(Records excerpted from a collection)
^^^^
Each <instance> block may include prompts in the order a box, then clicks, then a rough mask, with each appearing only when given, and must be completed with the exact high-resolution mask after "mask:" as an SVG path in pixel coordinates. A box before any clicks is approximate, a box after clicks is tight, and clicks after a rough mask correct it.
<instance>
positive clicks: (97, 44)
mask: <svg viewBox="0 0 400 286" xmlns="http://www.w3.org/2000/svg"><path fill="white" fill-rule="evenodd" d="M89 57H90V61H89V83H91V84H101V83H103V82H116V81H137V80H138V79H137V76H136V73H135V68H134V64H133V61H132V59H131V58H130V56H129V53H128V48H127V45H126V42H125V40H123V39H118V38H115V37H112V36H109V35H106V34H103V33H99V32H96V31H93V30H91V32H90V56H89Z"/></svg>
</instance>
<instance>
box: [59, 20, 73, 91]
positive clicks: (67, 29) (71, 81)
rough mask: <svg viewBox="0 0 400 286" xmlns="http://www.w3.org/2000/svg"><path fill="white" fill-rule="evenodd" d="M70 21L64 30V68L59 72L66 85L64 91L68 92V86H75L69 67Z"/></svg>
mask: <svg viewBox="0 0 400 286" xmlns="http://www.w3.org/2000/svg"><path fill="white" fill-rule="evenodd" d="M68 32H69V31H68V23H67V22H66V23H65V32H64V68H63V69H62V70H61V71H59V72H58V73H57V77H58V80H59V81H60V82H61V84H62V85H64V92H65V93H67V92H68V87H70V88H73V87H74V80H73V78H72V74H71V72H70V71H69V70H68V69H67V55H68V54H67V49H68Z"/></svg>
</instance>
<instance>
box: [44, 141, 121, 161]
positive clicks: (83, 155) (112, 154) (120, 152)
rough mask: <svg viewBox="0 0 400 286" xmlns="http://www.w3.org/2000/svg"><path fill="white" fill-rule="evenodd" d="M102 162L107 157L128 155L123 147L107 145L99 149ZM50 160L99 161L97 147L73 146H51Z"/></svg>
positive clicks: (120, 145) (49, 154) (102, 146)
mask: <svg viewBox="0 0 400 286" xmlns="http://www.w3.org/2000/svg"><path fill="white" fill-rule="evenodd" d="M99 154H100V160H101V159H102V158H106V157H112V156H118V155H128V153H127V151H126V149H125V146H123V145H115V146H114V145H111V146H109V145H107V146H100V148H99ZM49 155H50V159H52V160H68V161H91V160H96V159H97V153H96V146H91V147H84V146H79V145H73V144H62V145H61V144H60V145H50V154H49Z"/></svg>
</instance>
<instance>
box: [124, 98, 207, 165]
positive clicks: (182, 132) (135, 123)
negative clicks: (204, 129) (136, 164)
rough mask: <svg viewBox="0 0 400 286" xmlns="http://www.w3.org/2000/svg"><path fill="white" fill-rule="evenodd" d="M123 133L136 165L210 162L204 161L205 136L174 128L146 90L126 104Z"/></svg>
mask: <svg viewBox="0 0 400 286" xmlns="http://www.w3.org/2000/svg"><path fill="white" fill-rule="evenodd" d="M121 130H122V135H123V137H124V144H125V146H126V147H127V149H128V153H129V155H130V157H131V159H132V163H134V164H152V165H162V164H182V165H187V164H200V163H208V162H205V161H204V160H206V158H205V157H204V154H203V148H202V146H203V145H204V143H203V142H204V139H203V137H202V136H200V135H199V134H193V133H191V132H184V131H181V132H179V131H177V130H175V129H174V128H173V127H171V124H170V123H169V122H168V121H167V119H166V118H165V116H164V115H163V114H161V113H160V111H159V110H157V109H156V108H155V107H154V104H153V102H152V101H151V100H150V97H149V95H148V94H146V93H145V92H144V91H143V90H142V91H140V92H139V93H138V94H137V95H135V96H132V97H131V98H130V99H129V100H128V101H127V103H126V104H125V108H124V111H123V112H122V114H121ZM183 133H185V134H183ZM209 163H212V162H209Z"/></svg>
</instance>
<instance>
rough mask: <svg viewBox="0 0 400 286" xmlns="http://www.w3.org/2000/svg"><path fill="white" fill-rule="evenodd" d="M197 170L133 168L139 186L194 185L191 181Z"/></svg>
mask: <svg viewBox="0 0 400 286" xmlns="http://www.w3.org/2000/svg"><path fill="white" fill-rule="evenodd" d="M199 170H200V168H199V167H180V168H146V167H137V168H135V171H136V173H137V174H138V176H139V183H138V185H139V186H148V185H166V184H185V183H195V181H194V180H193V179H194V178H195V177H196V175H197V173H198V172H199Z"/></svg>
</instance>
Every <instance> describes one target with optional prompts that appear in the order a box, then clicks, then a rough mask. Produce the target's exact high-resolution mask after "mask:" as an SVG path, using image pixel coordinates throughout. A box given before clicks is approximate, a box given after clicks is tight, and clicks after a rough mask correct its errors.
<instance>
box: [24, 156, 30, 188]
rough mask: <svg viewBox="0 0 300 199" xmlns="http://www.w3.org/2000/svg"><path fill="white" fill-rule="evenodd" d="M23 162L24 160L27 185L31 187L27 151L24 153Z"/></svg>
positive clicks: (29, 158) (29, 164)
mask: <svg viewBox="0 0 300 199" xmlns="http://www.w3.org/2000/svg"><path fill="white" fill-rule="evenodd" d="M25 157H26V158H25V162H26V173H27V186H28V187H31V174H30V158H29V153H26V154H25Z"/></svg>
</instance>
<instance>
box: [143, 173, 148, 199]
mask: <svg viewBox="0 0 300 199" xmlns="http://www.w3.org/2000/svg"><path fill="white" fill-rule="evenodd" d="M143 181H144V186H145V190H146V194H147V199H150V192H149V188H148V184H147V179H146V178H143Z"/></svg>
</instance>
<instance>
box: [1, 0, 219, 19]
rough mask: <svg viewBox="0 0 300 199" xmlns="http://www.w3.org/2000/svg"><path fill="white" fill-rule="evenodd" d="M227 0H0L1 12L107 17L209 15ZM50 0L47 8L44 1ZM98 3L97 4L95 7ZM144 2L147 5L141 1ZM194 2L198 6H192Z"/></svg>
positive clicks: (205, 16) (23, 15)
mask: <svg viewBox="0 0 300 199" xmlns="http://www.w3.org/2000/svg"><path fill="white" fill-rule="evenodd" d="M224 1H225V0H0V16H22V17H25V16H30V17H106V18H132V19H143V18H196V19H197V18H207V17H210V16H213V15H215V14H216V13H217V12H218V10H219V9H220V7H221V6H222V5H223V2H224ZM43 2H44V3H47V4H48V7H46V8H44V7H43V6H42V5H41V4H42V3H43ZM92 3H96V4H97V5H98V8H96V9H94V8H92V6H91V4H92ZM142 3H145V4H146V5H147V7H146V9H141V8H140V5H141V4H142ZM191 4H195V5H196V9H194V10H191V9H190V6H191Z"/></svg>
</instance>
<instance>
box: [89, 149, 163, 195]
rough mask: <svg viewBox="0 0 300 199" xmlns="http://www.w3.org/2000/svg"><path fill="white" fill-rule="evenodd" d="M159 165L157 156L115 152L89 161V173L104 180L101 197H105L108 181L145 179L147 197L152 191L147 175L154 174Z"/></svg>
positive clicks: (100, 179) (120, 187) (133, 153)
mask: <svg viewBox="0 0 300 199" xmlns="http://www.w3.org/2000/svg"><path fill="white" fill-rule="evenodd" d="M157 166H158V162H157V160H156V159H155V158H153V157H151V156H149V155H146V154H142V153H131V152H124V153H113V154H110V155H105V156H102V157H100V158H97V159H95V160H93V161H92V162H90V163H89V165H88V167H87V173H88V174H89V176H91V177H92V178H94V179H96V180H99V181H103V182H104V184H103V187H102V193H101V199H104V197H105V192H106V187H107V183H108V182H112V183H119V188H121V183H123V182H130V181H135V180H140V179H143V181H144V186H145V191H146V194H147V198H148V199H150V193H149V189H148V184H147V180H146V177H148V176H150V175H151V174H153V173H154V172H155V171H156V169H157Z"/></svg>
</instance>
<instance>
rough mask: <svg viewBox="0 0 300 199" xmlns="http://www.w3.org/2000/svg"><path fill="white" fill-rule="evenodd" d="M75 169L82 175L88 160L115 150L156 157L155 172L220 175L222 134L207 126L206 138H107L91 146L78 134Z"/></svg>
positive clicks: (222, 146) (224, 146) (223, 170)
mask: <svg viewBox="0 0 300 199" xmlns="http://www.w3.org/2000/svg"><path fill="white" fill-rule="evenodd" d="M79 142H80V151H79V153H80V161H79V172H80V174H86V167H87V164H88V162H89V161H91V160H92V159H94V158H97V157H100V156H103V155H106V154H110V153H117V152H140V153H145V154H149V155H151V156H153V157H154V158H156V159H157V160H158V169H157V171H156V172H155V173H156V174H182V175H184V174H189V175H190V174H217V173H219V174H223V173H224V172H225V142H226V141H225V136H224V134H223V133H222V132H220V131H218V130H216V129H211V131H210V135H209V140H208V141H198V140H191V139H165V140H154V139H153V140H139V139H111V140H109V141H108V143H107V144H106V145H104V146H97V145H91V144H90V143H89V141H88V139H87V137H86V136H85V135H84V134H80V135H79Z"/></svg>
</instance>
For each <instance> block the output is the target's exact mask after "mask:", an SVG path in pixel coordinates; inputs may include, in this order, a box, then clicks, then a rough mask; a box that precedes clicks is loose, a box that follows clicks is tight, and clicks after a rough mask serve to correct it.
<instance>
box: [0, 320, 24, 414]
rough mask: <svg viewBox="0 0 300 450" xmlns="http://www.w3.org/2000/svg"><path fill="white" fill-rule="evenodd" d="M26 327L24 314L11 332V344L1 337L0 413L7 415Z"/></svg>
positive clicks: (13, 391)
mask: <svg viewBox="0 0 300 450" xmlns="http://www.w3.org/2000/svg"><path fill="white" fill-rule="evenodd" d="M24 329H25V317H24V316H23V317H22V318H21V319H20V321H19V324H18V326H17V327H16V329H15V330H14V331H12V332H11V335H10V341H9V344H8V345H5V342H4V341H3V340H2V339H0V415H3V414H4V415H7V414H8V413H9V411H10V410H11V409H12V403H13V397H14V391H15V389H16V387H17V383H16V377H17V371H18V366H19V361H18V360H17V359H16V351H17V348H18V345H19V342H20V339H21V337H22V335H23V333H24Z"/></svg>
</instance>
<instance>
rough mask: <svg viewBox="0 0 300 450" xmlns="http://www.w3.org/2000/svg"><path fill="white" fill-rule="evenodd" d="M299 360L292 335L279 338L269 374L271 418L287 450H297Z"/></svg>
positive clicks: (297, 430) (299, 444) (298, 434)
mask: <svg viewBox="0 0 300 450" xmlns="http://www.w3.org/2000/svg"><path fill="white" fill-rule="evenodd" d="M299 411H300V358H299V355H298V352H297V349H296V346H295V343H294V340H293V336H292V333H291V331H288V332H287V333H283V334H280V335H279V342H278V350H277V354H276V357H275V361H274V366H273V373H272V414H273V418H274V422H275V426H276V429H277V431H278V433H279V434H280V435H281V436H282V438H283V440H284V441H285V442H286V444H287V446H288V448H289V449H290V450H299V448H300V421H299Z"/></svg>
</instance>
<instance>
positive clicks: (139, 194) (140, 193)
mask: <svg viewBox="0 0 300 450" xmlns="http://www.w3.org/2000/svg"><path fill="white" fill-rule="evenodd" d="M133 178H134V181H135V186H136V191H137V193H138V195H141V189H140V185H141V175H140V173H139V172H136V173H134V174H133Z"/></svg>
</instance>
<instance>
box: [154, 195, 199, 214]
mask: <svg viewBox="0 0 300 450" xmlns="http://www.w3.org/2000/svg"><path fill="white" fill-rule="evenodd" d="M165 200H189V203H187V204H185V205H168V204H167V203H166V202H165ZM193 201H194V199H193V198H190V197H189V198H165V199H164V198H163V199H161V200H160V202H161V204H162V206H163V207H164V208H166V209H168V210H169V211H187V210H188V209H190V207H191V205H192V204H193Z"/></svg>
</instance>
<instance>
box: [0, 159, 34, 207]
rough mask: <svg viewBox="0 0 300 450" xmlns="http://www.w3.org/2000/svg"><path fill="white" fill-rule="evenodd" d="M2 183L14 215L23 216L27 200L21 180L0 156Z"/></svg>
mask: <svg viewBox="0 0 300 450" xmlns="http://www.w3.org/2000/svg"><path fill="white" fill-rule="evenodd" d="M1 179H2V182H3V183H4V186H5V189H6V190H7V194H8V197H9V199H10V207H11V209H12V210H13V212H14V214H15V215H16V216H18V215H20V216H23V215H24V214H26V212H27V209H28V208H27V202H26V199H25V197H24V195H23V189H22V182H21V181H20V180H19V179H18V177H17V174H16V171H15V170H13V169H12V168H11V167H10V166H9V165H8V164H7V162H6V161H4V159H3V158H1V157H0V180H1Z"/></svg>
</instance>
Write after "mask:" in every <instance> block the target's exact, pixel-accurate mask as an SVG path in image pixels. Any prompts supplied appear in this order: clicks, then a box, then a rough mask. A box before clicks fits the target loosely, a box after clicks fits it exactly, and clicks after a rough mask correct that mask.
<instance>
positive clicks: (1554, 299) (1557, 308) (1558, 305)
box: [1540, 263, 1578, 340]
^^^^
(WHAT THE TASK ASKS) Leave out every line before the one containing "box: [154, 195, 199, 214]". Transcribe that line and all lines after it through the end of the data above, exactly.

(EXERCISE OUTPUT)
box: [154, 195, 199, 214]
mask: <svg viewBox="0 0 300 450" xmlns="http://www.w3.org/2000/svg"><path fill="white" fill-rule="evenodd" d="M165 200H189V203H187V204H185V205H168V204H167V203H166V202H165ZM193 201H194V199H193V198H190V197H189V198H165V199H164V198H163V199H161V200H160V202H161V204H162V206H163V207H164V208H166V209H168V210H169V211H187V210H188V209H190V207H191V205H192V204H193Z"/></svg>
</instance>
<instance>
box: [0, 159, 34, 207]
rough mask: <svg viewBox="0 0 300 450" xmlns="http://www.w3.org/2000/svg"><path fill="white" fill-rule="evenodd" d="M2 183L14 215L23 216L27 200L21 180L0 156Z"/></svg>
mask: <svg viewBox="0 0 300 450" xmlns="http://www.w3.org/2000/svg"><path fill="white" fill-rule="evenodd" d="M1 179H2V182H3V183H4V186H5V189H6V190H7V194H8V197H9V199H10V207H11V209H12V210H13V212H14V214H15V215H16V216H18V215H20V216H23V215H24V214H26V212H27V209H28V208H27V202H26V199H25V197H24V195H23V189H22V182H21V181H20V180H19V179H18V177H17V174H16V171H15V170H13V169H12V168H11V167H10V166H9V165H8V164H7V162H6V161H4V159H3V158H1V157H0V180H1Z"/></svg>
</instance>
Write after "mask:" in every <instance> block the target's exact, pixel-accurate mask as an SVG path in image pixels. Any prompts supplied appear in this order: clicks, then a box, then a rough mask. A box before clicks fits the target loosely, a box after clicks fits it exactly, and clicks after a rough mask correct that mask.
<instance>
positive clicks: (1554, 299) (1557, 308) (1558, 305)
box: [1540, 263, 1578, 340]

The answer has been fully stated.